> _DÉFIS_
a – D'après l'extrait choisi, jusqu'à quel âge Morten Andersen a-t-il joué dans la NFL ?
b – Recopiez le passage de l'extrait choisi qui commence par « C’est qu’Andersen, en » et se poursuit jusqu'à « matchs au compteur. », en remplaçant « hot-dogs » par « frites ».

> _EXTRAIT CHOISI_
De bonnes habitudes et… un soupçon de chance
On entend la joie dans la voix de Morten Andersen au bout du fil. Pour cet ancien botteur, une entrevue avec un journaliste de Montréal, c’est une occasion de replonger dans ses souvenirs.
C’est qu’Andersen, en tant que Danois qui jouait dans la NFL, a séjourné quelques fois à Montréal en début de carrière. C’est ici que les Saints l’envoyaient afin qu’il obtienne son visa de travail pour les États-Unis.
« Avant que j’obtienne ma carte verte dans les années 1980, je venais ici de temps en temps, je demeurais dans le Vieux-Montréal et j’ai dû voir jouer le Canadien deux fois. Je me souviens bien des hot-dogs du Forum ! » En raccrochant, il nous laissera même sur quelques mots de français, parlant du vignoble de sa famille dans le Languedoc.
Derrière ses airs de bon vivant, Andersen prenait toutefois sa carrière au sérieux, et c’est ce qui lui a permis de devenir, en 2004, le joueur ayant disputé le plus de matchs dans l’histoire de la NFL. Et, surtout, de jouer jusqu’en 2007, à l’âge vénérable de 47 ans, avec 382 matchs au compteur.
Il l’a fait dans le rôle de botteur, assurément la position où il y a le moins de contacts physiques dans le football. La NFL ne comptabilise les plaqués que depuis 1994, donc impossible de savoir combien Andersen en a subi dans la première moitié de sa carrière.

> _DONNÉES FOURNIES_
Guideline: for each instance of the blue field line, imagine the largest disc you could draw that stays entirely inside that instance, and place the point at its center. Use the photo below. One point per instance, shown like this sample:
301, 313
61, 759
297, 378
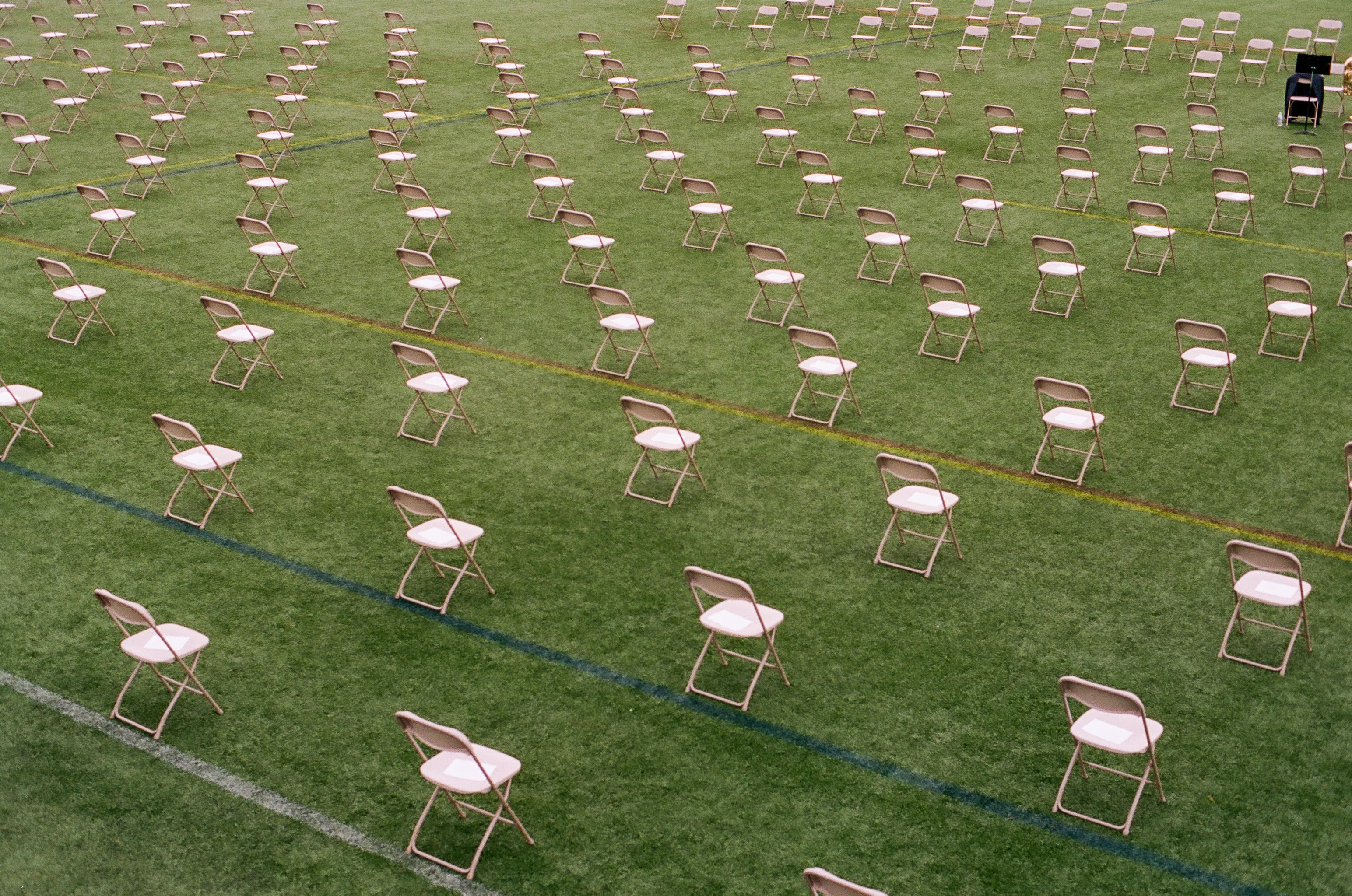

> _RÉPONSES AUX DÉFIS_
a – Il a joué jusqu'à 47 ans, en 2007.

b –
C’est qu’Andersen, en tant que Danois qui jouait dans la NFL, a séjourné quelques fois à Montréal en début de carrière. C’est ici que les Saints l’envoyaient afin qu’il obtienne son visa de travail pour les États-Unis.
« Avant que j’obtienne ma carte verte dans les années 1980, je venais ici de temps en temps, je demeurais dans le Vieux-Montréal et j’ai dû voir jouer le Canadien deux fois. Je me souviens bien des frites du Forum ! » En raccrochant, il nous laissera même sur quelques mots de français, parlant du vignoble de sa famille dans le Languedoc.
Derrière ses airs de bon vivant, Andersen prenait toutefois sa carrière au sérieux, et c’est ce qui lui a permis de devenir, en 2004, le joueur ayant disputé le plus de matchs dans l’histoire de la NFL. Et, surtout, de jouer jusqu’en 2007, à l’âge vénérable de 47 ans, avec 382 matchs au compteur.